- _Your goal_: Please tally how many lines of the records below include the word "shirt"; reply with that number alone.

— Begin Supplied material —

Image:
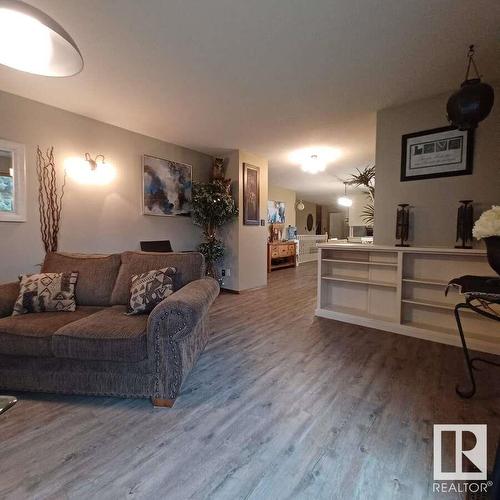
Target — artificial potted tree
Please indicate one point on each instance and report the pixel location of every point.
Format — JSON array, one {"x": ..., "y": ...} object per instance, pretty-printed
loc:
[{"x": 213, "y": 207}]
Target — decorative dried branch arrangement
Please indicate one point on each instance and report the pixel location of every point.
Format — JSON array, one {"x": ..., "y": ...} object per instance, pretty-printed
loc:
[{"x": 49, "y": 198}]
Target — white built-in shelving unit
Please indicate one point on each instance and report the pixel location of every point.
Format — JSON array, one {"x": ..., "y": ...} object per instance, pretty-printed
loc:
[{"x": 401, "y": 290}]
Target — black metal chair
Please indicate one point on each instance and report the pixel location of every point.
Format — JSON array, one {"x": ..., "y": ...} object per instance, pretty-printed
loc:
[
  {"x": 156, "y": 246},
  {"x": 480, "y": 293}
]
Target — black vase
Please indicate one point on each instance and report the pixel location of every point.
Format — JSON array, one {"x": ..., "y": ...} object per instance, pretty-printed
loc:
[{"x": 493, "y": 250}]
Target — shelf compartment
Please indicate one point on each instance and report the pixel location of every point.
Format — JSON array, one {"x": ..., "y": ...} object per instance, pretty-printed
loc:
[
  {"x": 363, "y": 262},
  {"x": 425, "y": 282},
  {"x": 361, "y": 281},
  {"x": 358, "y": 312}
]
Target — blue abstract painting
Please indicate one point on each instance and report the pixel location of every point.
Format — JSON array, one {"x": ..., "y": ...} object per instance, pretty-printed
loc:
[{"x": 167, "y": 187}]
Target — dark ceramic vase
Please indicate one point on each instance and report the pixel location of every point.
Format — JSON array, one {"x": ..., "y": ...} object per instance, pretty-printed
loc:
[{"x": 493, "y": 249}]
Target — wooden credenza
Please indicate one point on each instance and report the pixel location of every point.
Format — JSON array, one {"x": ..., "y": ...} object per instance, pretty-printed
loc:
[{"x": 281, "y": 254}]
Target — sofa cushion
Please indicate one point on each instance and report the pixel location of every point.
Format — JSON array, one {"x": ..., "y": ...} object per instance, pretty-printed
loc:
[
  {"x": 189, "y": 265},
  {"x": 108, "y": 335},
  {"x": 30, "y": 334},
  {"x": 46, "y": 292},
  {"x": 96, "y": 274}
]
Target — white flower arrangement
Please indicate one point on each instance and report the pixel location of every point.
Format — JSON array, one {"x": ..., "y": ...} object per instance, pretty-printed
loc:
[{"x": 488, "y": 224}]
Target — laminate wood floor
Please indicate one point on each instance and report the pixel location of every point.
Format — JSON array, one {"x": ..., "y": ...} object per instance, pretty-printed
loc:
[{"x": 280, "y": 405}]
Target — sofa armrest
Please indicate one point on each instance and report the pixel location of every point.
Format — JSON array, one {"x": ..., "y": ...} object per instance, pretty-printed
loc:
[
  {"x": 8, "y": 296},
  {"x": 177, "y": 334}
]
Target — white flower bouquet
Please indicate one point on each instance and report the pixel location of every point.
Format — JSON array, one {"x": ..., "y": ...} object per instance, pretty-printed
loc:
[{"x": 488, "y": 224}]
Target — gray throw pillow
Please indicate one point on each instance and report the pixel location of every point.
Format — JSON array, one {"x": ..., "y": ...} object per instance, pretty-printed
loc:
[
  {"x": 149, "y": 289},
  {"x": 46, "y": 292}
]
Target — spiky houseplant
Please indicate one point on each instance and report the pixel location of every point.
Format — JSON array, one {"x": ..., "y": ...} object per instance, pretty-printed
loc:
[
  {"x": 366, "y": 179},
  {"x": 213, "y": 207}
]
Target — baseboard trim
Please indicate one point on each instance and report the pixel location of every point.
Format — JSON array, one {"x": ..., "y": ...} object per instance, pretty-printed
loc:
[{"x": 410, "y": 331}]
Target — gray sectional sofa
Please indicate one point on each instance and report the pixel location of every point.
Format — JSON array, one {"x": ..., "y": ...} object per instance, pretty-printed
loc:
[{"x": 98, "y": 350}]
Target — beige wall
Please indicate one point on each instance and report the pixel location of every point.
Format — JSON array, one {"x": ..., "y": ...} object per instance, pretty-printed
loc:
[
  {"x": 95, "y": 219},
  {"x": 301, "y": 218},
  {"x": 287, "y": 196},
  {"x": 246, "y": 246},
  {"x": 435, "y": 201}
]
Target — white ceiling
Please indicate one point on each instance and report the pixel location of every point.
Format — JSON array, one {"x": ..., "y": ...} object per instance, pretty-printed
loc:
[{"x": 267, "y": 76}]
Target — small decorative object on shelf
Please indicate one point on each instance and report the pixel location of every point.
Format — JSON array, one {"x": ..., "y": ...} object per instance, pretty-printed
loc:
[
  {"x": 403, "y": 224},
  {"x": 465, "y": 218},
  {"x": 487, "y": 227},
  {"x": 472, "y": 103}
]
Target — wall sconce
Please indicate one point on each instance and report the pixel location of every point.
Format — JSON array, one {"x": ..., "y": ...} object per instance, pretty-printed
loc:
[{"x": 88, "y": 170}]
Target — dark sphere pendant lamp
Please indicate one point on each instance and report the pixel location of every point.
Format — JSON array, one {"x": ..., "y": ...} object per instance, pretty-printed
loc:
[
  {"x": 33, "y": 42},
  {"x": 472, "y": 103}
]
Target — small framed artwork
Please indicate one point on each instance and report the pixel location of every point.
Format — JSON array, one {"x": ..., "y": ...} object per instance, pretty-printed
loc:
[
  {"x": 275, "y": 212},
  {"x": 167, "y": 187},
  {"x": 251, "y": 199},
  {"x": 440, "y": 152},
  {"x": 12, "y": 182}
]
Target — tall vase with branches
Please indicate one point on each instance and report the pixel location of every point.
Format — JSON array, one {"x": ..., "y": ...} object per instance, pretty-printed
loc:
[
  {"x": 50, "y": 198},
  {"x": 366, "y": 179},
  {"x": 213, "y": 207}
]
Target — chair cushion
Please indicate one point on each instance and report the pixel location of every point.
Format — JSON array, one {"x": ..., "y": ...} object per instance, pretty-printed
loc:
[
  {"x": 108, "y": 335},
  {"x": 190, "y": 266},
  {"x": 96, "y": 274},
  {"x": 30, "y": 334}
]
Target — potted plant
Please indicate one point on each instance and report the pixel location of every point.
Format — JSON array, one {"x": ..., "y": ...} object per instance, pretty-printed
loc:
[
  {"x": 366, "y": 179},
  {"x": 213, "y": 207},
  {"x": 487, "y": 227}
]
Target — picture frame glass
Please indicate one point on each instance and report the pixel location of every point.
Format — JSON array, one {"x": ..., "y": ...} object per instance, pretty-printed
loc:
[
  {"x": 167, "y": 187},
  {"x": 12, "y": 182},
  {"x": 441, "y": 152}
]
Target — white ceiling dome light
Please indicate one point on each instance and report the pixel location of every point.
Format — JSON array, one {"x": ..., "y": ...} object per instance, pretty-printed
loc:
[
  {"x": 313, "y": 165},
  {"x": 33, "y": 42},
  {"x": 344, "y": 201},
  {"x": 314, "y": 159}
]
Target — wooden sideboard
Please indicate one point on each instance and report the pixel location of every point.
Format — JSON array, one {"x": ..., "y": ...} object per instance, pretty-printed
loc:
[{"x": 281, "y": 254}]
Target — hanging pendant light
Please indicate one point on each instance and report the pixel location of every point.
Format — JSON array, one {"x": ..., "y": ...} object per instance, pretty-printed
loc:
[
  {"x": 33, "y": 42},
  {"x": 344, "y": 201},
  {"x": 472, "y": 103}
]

— End Supplied material —
— Begin Supplied material —

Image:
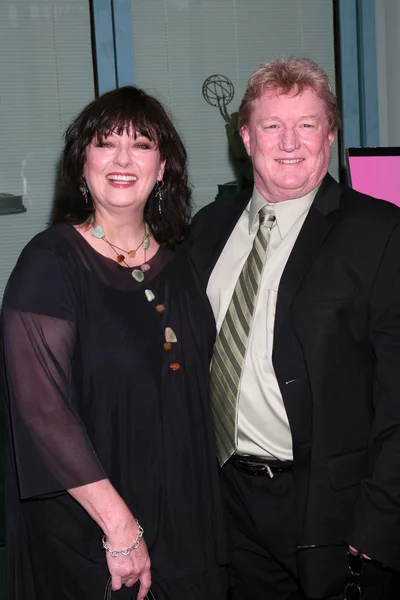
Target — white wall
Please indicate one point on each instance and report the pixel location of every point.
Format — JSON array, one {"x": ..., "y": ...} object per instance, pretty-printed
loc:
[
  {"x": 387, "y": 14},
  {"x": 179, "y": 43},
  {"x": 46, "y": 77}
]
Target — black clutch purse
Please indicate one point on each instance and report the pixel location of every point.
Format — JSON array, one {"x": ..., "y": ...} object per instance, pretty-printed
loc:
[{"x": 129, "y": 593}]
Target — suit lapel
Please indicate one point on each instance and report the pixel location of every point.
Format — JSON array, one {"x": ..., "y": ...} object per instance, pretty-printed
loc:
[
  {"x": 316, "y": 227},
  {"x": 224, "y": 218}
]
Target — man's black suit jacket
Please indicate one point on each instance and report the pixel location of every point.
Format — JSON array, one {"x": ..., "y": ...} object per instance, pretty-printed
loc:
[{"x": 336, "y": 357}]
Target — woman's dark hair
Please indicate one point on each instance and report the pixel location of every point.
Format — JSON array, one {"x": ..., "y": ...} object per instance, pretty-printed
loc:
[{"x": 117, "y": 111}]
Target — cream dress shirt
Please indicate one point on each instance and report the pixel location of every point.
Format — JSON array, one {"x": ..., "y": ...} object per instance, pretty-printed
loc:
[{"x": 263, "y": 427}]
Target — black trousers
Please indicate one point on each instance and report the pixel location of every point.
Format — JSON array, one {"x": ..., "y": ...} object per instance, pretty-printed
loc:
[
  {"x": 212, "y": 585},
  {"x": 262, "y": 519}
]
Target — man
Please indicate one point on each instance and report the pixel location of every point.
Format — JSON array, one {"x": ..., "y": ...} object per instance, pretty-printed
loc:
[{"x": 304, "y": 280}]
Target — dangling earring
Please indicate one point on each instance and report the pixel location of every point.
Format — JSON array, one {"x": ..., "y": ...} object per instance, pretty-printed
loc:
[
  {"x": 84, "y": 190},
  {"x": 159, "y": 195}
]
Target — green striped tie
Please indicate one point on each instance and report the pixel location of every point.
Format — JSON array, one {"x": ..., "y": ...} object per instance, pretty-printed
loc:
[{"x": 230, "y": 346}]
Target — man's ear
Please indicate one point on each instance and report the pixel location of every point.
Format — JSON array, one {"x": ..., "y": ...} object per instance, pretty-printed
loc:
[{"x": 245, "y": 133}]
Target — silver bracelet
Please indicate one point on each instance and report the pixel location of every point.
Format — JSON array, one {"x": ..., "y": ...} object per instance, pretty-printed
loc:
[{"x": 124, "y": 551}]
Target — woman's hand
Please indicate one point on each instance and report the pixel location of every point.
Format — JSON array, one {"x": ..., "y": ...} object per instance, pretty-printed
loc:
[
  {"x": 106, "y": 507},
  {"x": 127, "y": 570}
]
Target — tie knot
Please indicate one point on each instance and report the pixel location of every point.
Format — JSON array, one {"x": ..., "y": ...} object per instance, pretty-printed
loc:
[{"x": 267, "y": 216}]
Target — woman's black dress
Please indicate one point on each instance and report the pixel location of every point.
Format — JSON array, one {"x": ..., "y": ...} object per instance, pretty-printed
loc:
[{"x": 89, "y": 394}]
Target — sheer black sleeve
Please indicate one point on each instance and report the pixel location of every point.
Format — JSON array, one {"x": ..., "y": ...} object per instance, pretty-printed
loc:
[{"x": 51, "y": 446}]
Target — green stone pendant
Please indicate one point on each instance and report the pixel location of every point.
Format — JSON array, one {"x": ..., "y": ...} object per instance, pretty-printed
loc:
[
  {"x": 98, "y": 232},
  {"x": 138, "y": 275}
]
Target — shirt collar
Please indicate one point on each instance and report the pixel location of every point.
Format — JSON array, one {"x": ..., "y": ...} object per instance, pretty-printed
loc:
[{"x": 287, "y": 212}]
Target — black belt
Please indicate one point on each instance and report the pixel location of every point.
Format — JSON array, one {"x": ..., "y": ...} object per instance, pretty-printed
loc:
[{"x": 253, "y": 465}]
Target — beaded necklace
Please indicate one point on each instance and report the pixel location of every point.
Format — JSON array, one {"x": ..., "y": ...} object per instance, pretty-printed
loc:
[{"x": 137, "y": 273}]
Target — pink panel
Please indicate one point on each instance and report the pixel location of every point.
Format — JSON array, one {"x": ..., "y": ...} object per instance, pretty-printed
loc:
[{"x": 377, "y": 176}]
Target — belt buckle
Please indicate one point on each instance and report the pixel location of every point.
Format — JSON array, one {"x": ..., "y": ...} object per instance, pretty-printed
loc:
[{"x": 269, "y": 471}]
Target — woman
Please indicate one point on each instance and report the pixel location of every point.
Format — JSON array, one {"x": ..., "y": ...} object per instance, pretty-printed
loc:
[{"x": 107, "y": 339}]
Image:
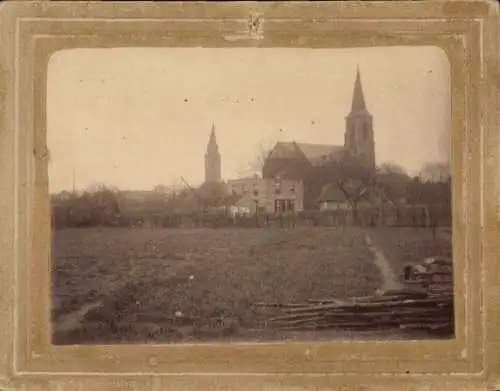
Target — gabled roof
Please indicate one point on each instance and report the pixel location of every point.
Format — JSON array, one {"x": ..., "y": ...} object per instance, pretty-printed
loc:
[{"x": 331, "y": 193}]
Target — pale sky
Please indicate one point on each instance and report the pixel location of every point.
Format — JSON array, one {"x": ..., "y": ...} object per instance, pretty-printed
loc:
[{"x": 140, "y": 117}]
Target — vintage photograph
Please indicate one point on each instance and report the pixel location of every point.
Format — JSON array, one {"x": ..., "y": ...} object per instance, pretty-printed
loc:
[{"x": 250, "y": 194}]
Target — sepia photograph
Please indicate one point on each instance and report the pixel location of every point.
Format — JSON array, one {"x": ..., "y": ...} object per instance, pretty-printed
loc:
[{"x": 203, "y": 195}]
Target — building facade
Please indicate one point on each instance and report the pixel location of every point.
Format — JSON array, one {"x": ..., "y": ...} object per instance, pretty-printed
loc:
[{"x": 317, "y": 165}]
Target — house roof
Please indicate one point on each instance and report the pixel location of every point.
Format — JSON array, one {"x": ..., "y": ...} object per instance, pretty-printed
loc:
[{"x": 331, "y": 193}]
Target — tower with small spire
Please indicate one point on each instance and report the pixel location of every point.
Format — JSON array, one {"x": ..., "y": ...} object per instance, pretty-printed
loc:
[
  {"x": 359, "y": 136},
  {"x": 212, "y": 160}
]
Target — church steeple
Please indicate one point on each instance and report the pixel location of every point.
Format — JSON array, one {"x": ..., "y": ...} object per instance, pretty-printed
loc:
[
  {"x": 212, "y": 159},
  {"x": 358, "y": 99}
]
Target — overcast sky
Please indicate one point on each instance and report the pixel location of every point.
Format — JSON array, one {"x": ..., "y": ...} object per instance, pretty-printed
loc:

— End Supplied material —

- _Solution for this task_: 2